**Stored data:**
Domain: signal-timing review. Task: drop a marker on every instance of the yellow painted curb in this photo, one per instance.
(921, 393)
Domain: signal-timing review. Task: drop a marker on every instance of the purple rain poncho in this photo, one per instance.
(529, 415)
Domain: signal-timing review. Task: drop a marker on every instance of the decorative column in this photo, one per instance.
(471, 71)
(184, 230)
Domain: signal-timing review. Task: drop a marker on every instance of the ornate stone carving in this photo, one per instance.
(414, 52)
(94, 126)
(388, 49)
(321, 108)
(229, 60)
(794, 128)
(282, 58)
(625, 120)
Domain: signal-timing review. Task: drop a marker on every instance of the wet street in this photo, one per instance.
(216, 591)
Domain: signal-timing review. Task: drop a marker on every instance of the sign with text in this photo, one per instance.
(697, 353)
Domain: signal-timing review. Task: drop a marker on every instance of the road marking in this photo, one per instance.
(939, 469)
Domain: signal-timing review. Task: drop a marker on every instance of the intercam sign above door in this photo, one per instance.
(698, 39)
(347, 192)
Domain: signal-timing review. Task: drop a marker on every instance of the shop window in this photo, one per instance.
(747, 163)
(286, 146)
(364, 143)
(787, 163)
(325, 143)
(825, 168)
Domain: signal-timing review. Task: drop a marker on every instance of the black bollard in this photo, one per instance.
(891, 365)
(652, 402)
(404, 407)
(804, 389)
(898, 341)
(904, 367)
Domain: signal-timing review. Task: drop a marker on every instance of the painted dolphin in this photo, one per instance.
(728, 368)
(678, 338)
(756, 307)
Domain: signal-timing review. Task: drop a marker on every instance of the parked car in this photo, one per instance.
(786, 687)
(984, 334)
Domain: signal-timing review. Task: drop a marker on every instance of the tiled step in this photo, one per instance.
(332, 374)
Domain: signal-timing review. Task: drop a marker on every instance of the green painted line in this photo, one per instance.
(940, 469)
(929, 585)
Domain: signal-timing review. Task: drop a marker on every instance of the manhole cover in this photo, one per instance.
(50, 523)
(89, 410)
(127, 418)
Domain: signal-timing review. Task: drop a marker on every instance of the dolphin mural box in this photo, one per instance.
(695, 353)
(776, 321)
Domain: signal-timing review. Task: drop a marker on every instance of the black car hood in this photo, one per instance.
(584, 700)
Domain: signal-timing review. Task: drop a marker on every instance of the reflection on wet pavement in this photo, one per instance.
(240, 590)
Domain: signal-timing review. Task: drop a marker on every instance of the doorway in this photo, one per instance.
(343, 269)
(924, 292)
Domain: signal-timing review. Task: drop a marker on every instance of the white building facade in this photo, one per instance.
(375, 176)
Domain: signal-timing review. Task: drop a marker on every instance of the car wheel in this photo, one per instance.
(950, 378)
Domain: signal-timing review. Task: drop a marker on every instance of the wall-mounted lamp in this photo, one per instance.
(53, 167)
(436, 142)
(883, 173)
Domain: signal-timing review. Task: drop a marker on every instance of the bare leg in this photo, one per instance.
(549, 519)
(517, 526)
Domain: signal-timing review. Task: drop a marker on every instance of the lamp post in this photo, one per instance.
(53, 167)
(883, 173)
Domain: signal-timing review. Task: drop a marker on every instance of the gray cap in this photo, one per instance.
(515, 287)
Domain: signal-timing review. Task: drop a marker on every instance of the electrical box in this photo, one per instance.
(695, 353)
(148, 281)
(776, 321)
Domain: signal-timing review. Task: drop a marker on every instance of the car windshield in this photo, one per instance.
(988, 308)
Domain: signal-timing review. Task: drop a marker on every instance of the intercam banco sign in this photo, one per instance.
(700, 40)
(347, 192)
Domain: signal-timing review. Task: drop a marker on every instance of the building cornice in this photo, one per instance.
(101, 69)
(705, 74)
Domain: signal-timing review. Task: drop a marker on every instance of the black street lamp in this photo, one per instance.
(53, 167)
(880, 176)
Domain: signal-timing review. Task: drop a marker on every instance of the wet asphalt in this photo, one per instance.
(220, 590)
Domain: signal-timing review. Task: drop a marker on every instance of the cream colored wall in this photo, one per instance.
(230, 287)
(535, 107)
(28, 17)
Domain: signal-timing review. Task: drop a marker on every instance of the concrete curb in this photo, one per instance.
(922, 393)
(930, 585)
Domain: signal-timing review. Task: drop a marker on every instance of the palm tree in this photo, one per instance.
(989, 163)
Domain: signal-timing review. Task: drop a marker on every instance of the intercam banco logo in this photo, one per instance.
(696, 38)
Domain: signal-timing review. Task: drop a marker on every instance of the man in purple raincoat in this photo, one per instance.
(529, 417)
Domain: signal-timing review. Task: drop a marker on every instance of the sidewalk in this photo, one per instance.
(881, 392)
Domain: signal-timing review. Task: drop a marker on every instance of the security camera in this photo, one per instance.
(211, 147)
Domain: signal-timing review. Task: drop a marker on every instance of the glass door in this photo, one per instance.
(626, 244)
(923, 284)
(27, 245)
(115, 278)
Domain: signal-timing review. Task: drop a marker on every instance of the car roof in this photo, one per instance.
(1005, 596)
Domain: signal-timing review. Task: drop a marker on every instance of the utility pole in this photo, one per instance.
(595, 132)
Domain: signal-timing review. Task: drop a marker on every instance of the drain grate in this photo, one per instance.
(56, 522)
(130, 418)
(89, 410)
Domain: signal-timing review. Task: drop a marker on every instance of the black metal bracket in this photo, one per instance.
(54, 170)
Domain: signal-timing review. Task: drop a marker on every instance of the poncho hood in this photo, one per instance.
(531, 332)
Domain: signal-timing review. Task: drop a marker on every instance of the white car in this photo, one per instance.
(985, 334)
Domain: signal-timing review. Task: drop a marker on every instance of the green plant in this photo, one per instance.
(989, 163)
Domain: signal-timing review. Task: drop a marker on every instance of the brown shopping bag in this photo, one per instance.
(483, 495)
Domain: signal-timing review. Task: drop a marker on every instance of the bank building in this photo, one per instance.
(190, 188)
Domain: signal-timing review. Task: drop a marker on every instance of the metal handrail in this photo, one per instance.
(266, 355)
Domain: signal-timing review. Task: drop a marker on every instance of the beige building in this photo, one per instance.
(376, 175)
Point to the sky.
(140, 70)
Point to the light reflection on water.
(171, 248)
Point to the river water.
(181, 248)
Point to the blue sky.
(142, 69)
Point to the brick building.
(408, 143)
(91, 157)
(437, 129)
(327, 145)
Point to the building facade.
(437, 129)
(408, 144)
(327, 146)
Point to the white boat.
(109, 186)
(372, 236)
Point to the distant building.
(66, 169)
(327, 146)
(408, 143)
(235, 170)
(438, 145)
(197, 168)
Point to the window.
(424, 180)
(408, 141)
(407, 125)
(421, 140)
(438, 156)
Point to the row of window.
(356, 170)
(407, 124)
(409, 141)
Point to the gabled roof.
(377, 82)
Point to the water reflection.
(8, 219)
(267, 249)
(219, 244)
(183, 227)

**PROBLEM TO WORK ON:**
Your task is to repeat the entries exactly.

**WRITTEN REPLY:**
Domain: signal-timing review. Task: drop a marker on every instance of the yellow painted curb in this photo, one per instance.
(921, 393)
Domain: signal-timing review. Task: drop a marker on every instance of the purple rain poncho in this photo, one per instance.
(529, 415)
Domain: signal-timing review. Task: drop a marker on every instance of the decorative column in this photo, one per instance.
(471, 71)
(184, 230)
Domain: signal-timing review. Task: drop a marker on every instance of the ornate stone carving in this photo, one per instance.
(414, 52)
(94, 126)
(388, 49)
(321, 108)
(229, 60)
(794, 128)
(282, 58)
(625, 120)
Domain: signal-timing review. Task: drop a marker on every instance of the wet street in this photo, one per instance.
(216, 591)
Domain: signal-timing review. Task: drop a marker on every instance of the sign with text in this photo, one per instance.
(697, 353)
Domain: signal-timing review. Task: drop a marker on every instance of the road marking in this photo, one per instance.
(939, 469)
Domain: signal-timing review. Task: drop a marker on every instance of the intercam sign above door in this photo, one per instance.
(698, 39)
(347, 192)
Domain: signal-timing review. Task: drop a marker on every instance of the shop window in this photo, one per instance.
(747, 163)
(286, 146)
(364, 143)
(787, 163)
(325, 143)
(825, 168)
Domain: signal-timing review. Task: drop a marker on every instance of the black bollard in this photo, one per instance.
(891, 365)
(652, 402)
(404, 407)
(804, 389)
(898, 341)
(904, 367)
Domain: signal-timing review. Task: drop a marker on every instance of the painted dolphin in this photo, one per instance.
(728, 368)
(678, 338)
(756, 307)
Domain: signal-timing review. Task: drop a marker on every instance of the parked car in this photo, one per instance.
(786, 687)
(984, 334)
Domain: signal-timing review. Task: drop a marker on every instance of the tiled step in this photo, one per instance.
(332, 374)
Domain: signal-timing review. Task: drop a marker on every instance of the green painted line in this photo, one per instance.
(940, 469)
(929, 585)
Domain: signal-timing review. Task: drop a marker on every instance of the manhole cover in this photo, one per instance.
(50, 523)
(89, 410)
(127, 418)
Domain: signal-timing review. Task: drop a marker on every instance of the dolphin mural box in this photo, one per instance.
(695, 353)
(776, 321)
Domain: signal-timing review. Task: drop a marker on every instance of the black car hood in this photo, one per instance.
(584, 700)
Domain: signal-timing review. Task: drop a marker on every instance of the reflection on wet pavement in this photo, one per instance.
(240, 590)
Domain: signal-timing review. Task: drop a marker on every instance of the doorway in this photo, one per instance.
(343, 269)
(924, 292)
Domain: signal-timing review. Task: drop a marker on every instance of the white building facade in this photo, one per instance.
(375, 176)
Domain: signal-timing review. Task: drop a marker on every instance of the car wheel in this photo, one per instance.
(950, 378)
Domain: signal-timing review. Task: drop a marker on every instance of the wall-mounted lamp in this photo, one per instance.
(53, 167)
(436, 142)
(883, 173)
Domain: signal-timing review. Task: drop a marker on every instance of the bare leg in this photo, one per instance.
(549, 519)
(517, 526)
Domain: signal-timing review. Task: drop a marker on every instance of the lamp post in this photo, one per instance.
(53, 167)
(883, 173)
Domain: signal-timing review. Task: drop a marker on every instance of the gray cap in this photo, one per instance.
(515, 287)
Domain: signal-timing review. Task: drop a marker on every instance of the electrical box in this photo, one per instance.
(695, 353)
(148, 281)
(776, 321)
Domain: signal-timing review. Task: drop a marker on every instance of the car windshield in this photo, one per instance.
(988, 308)
Domain: signal-timing review. Task: drop a marker on every instance of the intercam banco sign in this photo, one per instance.
(700, 40)
(347, 192)
Domain: signal-timing review. Task: drop a marker on every instance of the building cornice in this photo, one per instance.
(101, 69)
(705, 74)
Domain: signal-timing review. Task: drop a marker on every instance of the black street lamp in this photo, one per instance.
(53, 167)
(880, 176)
Domain: signal-timing review. Task: drop a marker on every instance of the wet asphalt in this photo, one per instance.
(220, 590)
Domain: signal-timing review. Task: drop a marker on every instance of the cream colored wall in this photo, one per instance.
(230, 287)
(535, 107)
(28, 17)
Domain: signal-timing review. Task: drop a marker on every instance of the concrete curb in this photo, one per instance.
(922, 393)
(930, 585)
Domain: signal-timing review. Task: drop a marker on every instance of the palm tree in this photo, one per instance.
(989, 163)
Domain: signal-timing review. Task: drop a marker on every instance of the intercam banco logo in this photo, one per instance.
(696, 38)
Domain: signal-timing review. Task: drop a marker on every instance of the man in purple raincoat in this photo, one per instance.
(529, 417)
Domain: signal-timing review. Task: drop a marker on every instance of the sidewalk in this photo, one per instance.
(881, 392)
Domain: signal-timing review. Task: drop a marker on every instance of the security camera in this photo, one per instance.
(211, 147)
Domain: signal-timing review. Task: drop a marker on every instance of the glass door in this photo, one per instance.
(626, 244)
(923, 284)
(27, 245)
(115, 278)
Domain: signal-timing review. Task: drop a marker on every instance of the car roof in this photo, one per instance.
(1005, 596)
Domain: signal-timing review. Task: drop a marker on every instance of the utility pole in this photo, one per instance.
(595, 132)
Domain: signal-timing review. Task: drop a marker on every instance of the drain grate in this photo, one per instance.
(56, 522)
(130, 418)
(89, 410)
Domain: signal-timing review. Task: drop a marker on every instance of the black metal bracket in this photo, one per instance.
(54, 170)
Domain: signal-timing review. Task: drop a marker on every instance of the poncho hood in this photo, one per instance.
(531, 332)
Domain: signal-timing review. Task: drop a marker on every instance of the white car in this photo, one per instance.
(985, 334)
Domain: signal-timing review. Task: drop a marker on every instance of the green plant in this photo, one per instance.
(989, 163)
Domain: signal-timing review. Task: drop a marker on every instance of the brown shopping bag in this photo, one per instance.
(483, 495)
Domain: signal-timing review. Task: drop a marker on every instance of the bank building in this photo, one per instance.
(190, 188)
Domain: signal-timing review. Task: drop a marker on every instance of the metal handrail in this photo, one per instance.
(266, 355)
Domain: signal-timing review. Task: drop a marker on every instance of the beige building in this photo, one per instance.
(376, 175)
Point to the sky.
(140, 70)
Point to the light reflection on water.
(171, 248)
Point to the river water.
(181, 248)
Point to the blue sky.
(142, 69)
Point to the brick building.
(408, 143)
(91, 157)
(437, 129)
(327, 145)
Point to the building facade.
(437, 129)
(408, 144)
(327, 146)
Point to the white boat.
(109, 186)
(372, 236)
Point to the distant building.
(66, 169)
(327, 146)
(408, 143)
(235, 170)
(438, 145)
(197, 168)
Point to the window.
(424, 180)
(408, 141)
(407, 125)
(421, 140)
(438, 156)
Point to the row of window.
(356, 170)
(407, 124)
(409, 141)
Point to the gabled roof.
(377, 82)
Point to the water reflection.
(8, 219)
(267, 249)
(219, 244)
(183, 227)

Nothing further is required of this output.